Data section:
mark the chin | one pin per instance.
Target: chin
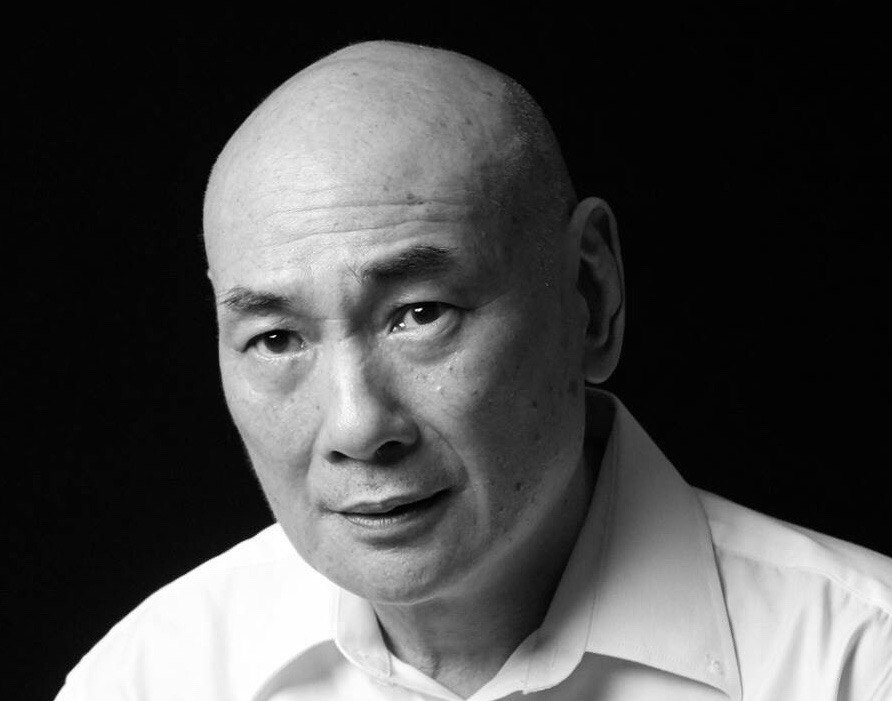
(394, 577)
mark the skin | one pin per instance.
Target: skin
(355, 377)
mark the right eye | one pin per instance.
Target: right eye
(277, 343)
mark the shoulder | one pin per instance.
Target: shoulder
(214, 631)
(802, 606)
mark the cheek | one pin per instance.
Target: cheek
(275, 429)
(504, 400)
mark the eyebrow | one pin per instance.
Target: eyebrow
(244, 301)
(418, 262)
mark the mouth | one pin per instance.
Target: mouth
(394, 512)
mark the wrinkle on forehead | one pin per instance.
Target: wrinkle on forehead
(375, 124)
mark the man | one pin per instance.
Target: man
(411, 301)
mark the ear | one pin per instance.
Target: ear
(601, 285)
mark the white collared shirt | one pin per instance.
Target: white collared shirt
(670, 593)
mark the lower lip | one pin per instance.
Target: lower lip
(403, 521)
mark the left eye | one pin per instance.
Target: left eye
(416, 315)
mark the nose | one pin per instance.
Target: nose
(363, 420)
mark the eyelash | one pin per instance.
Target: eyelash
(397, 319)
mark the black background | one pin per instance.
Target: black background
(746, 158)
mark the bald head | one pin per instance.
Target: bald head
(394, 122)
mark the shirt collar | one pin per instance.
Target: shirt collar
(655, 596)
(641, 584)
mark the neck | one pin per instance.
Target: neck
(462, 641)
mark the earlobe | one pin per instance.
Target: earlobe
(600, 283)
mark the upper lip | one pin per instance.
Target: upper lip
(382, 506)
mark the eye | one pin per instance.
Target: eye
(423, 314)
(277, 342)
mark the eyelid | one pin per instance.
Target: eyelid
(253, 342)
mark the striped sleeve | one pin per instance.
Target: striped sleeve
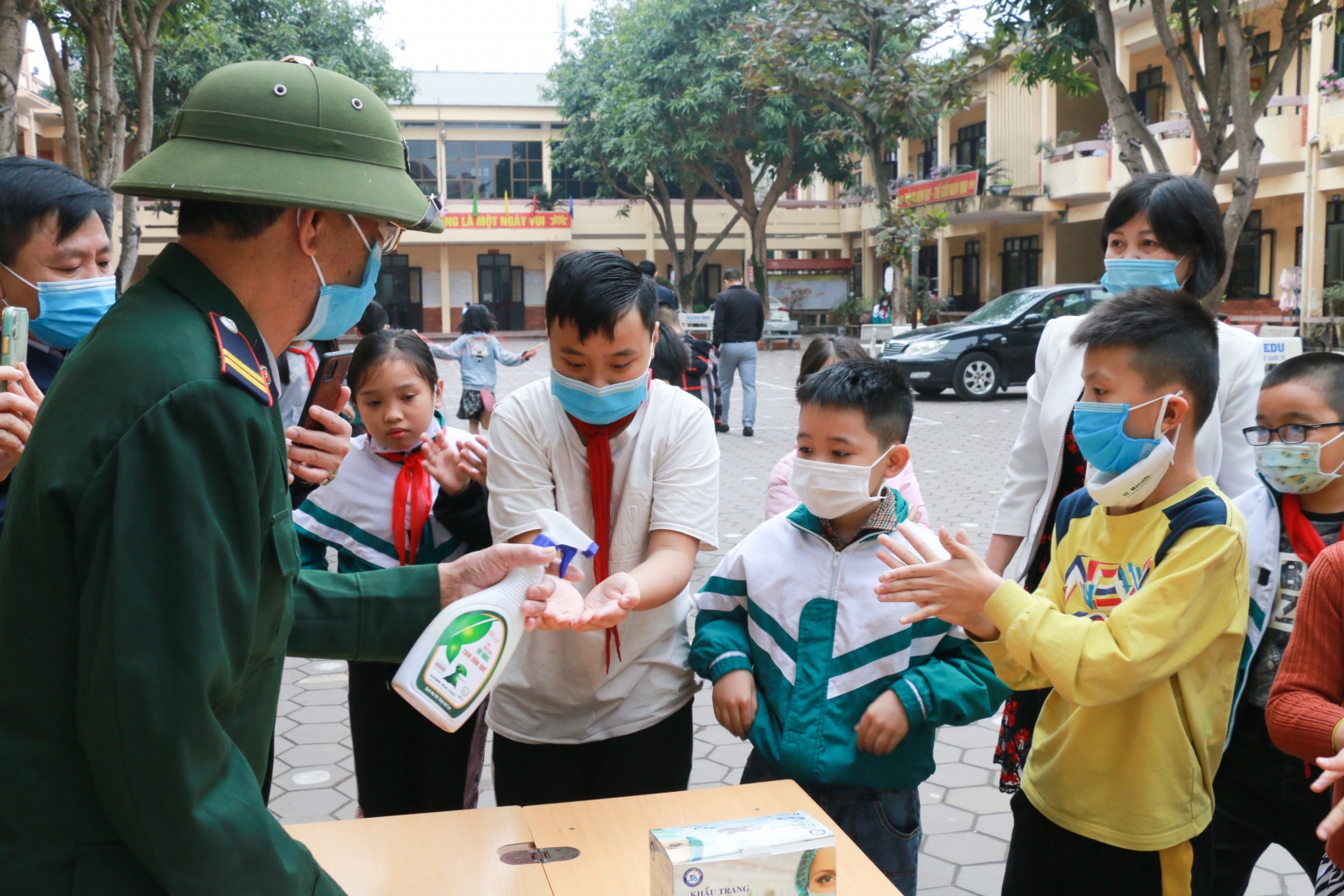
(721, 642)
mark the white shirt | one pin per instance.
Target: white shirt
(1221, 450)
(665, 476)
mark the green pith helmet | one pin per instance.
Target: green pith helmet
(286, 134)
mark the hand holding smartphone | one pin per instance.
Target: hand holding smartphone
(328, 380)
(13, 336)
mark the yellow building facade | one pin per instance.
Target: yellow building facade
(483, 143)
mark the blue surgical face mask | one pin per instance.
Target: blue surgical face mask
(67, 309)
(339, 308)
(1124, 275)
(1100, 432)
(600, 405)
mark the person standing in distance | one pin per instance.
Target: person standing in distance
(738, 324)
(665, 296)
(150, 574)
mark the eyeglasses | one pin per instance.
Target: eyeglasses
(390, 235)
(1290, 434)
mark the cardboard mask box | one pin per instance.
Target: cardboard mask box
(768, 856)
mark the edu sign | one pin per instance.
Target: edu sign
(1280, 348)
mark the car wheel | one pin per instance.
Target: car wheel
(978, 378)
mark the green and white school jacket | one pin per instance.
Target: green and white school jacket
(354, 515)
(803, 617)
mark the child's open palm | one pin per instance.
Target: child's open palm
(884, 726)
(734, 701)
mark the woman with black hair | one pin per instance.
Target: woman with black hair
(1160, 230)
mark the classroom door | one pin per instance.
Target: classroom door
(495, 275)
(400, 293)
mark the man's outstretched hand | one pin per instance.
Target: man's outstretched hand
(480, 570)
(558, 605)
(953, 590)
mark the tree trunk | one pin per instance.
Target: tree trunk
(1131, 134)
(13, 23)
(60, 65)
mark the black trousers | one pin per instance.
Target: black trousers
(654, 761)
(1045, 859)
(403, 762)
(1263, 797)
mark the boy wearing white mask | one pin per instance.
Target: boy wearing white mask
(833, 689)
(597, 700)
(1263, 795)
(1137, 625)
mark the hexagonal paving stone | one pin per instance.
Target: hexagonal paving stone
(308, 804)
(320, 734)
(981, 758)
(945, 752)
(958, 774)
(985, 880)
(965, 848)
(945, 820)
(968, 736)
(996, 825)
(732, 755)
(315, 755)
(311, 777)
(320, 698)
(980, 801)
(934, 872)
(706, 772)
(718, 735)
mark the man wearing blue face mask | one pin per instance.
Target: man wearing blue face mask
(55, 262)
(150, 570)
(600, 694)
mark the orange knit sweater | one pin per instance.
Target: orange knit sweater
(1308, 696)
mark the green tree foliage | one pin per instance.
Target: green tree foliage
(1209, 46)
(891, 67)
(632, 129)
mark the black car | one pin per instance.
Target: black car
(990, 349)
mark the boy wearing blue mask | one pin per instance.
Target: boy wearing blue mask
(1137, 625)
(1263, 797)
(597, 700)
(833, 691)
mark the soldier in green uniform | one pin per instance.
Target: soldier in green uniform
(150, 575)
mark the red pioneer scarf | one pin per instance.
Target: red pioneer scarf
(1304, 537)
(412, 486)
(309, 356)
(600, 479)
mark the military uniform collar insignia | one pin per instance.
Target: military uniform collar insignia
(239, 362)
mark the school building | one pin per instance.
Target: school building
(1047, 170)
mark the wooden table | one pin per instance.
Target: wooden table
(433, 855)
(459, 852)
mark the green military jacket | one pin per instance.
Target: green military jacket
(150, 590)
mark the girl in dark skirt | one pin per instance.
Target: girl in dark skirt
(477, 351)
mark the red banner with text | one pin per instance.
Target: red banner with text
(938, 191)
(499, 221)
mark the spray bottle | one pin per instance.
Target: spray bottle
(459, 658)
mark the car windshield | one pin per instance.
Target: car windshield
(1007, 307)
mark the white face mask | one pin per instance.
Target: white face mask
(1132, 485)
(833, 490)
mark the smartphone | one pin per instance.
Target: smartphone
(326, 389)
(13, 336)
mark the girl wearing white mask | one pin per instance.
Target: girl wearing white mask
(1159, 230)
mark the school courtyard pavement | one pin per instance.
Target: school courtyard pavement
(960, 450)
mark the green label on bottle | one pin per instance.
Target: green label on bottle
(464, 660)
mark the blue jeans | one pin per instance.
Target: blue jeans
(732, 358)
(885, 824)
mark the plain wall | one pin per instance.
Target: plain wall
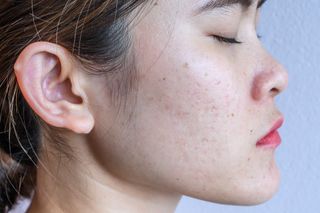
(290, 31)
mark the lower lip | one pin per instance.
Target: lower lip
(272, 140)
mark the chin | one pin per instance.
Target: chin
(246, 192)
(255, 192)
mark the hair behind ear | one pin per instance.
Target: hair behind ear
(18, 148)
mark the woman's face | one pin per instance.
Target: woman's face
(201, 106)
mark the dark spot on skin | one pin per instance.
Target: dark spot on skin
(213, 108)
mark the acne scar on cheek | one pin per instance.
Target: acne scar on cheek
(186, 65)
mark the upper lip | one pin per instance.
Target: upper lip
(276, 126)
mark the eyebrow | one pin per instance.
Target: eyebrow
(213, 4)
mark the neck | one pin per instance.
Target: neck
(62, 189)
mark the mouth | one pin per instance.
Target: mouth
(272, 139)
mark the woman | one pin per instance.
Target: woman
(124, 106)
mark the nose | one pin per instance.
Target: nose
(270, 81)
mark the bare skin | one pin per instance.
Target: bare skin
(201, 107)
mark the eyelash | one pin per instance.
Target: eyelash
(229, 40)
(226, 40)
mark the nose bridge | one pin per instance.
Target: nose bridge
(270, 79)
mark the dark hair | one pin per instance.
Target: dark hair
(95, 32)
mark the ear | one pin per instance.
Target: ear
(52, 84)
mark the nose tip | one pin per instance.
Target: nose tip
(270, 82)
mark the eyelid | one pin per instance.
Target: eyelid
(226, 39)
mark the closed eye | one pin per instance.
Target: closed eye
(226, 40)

...

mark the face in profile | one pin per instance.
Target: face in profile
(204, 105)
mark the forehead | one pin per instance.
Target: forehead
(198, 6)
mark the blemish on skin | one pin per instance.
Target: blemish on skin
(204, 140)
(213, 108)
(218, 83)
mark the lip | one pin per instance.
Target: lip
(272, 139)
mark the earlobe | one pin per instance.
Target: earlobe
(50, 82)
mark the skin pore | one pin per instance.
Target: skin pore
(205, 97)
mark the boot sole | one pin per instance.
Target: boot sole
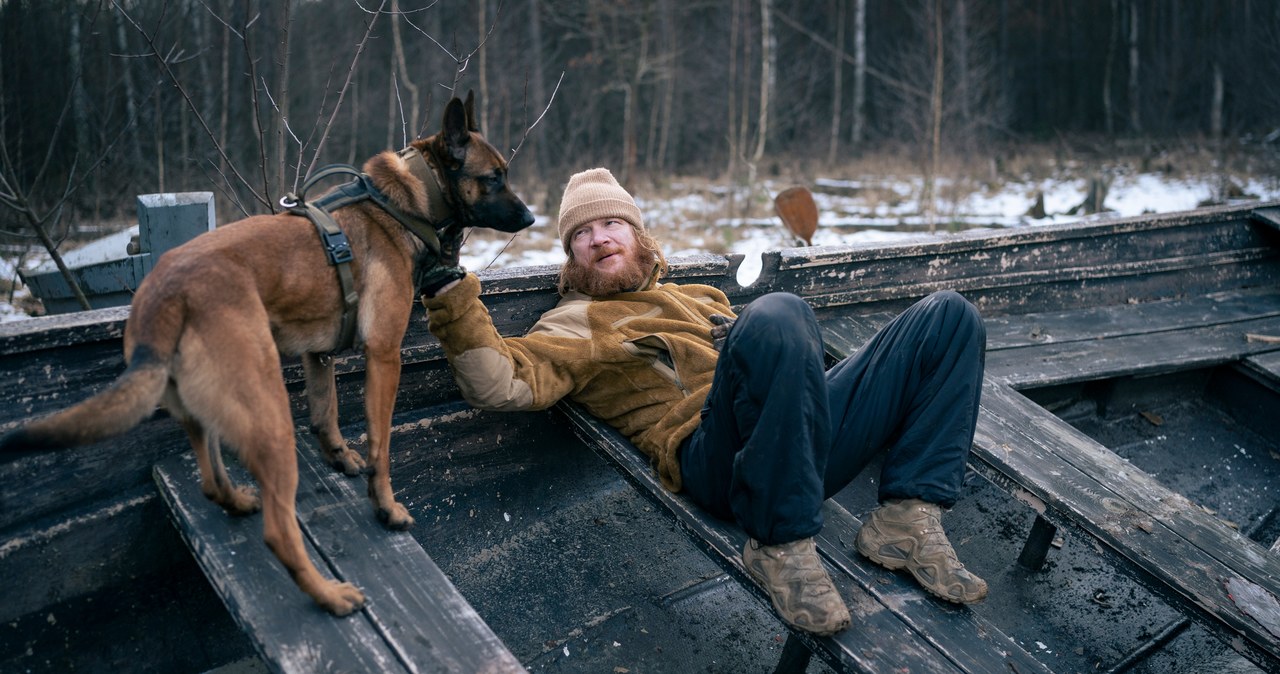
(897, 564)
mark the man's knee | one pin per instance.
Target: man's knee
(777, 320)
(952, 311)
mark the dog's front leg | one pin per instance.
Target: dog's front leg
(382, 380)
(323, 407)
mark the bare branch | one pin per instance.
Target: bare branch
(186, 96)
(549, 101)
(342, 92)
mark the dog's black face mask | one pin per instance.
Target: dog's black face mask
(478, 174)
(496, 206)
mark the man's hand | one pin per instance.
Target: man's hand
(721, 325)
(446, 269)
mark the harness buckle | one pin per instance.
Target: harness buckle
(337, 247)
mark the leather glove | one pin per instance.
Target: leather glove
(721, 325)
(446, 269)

--

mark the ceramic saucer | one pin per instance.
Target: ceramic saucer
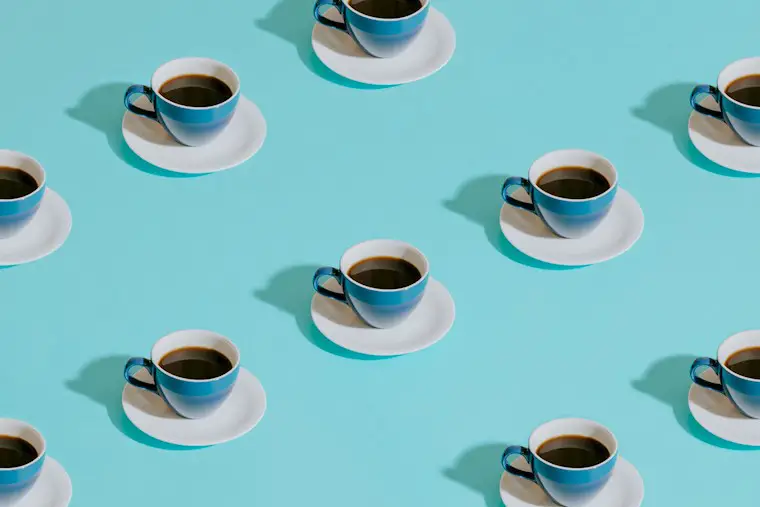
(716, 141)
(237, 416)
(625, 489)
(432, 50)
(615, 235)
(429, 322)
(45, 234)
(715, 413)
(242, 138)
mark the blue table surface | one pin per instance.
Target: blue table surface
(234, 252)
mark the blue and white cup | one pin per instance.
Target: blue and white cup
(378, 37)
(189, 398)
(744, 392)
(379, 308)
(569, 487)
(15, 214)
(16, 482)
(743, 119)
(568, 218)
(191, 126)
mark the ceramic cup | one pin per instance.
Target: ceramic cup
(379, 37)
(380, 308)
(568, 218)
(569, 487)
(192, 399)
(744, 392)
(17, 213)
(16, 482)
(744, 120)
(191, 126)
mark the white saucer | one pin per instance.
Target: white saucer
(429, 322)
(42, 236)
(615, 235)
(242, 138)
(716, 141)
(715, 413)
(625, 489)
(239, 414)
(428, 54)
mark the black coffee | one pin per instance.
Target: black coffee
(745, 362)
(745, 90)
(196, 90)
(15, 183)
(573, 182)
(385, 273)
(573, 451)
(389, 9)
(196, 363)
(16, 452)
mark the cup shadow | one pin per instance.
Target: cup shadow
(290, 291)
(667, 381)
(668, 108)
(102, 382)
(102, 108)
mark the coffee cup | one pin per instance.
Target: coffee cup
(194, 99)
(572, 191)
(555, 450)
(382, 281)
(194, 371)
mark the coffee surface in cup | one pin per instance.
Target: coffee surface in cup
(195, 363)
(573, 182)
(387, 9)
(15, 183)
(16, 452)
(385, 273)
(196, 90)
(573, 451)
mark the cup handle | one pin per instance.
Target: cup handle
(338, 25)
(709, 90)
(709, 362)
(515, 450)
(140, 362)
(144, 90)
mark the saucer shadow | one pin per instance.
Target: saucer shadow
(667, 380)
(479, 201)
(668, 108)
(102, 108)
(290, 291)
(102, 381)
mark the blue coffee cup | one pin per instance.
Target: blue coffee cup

Set exercise: Return each line in the rows above that contains the word "skirt".

Result of this exercise:
mark the girl in dark skirt | one pin per instance.
Target: girl in dark skirt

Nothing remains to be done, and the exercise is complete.